## [DATA LINES]
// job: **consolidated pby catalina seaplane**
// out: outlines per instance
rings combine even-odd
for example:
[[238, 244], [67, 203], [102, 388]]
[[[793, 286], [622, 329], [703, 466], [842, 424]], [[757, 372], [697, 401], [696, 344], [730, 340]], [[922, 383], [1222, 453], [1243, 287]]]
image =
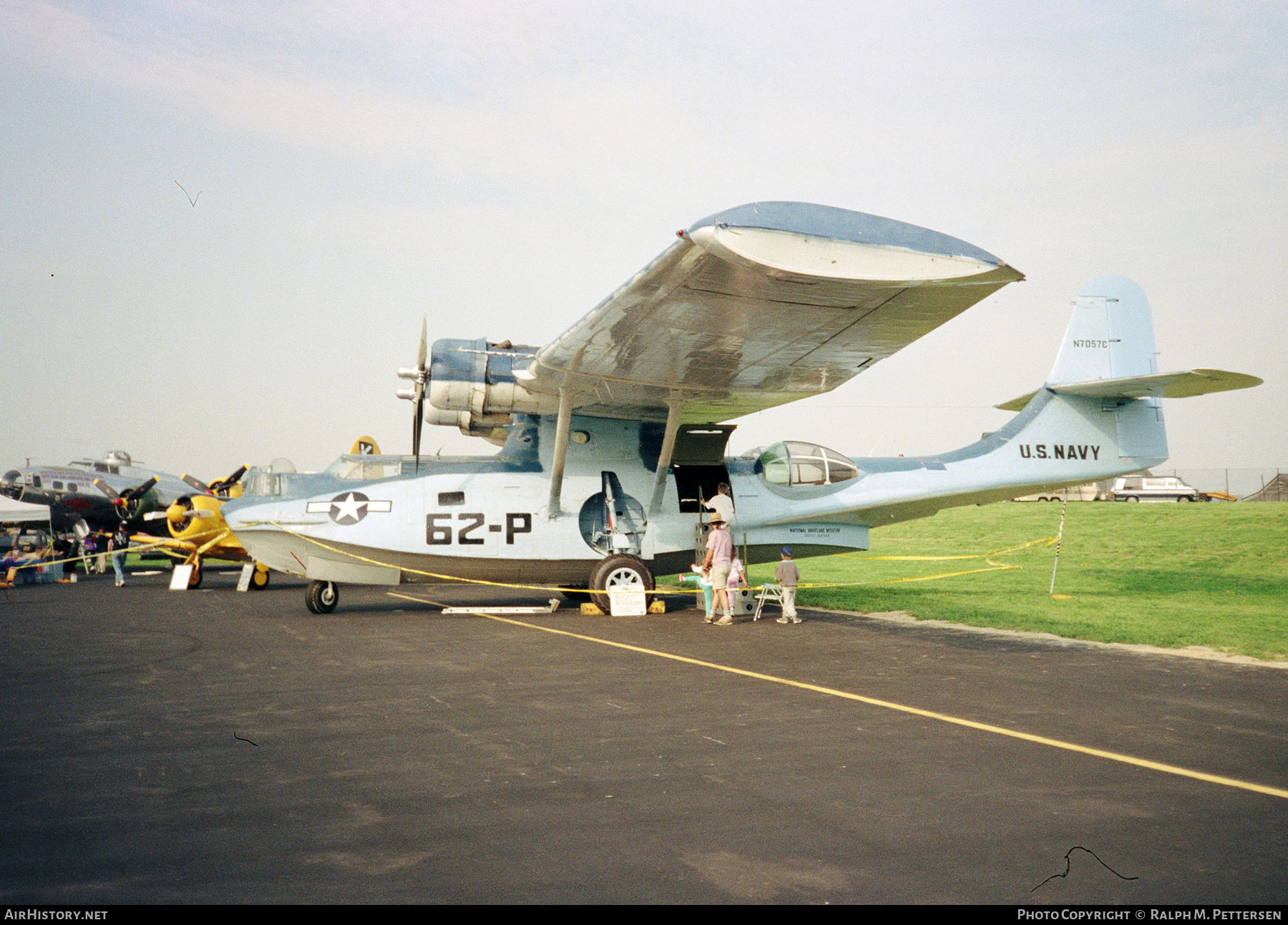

## [EXERCISE DESCRIPTION]
Reproduce the material above line for line, with no changes, and leave the picture out of your answer.

## [WRITTEN RESPONSE]
// job: **consolidated pby catalina seaplane**
// out: outlines per instance
rings combine even-odd
for example:
[[238, 244], [67, 203], [102, 388]]
[[[793, 286], [622, 329], [703, 466], [842, 424]], [[757, 372], [697, 401], [696, 344], [730, 340]], [[922, 383], [1222, 453], [1243, 287]]]
image =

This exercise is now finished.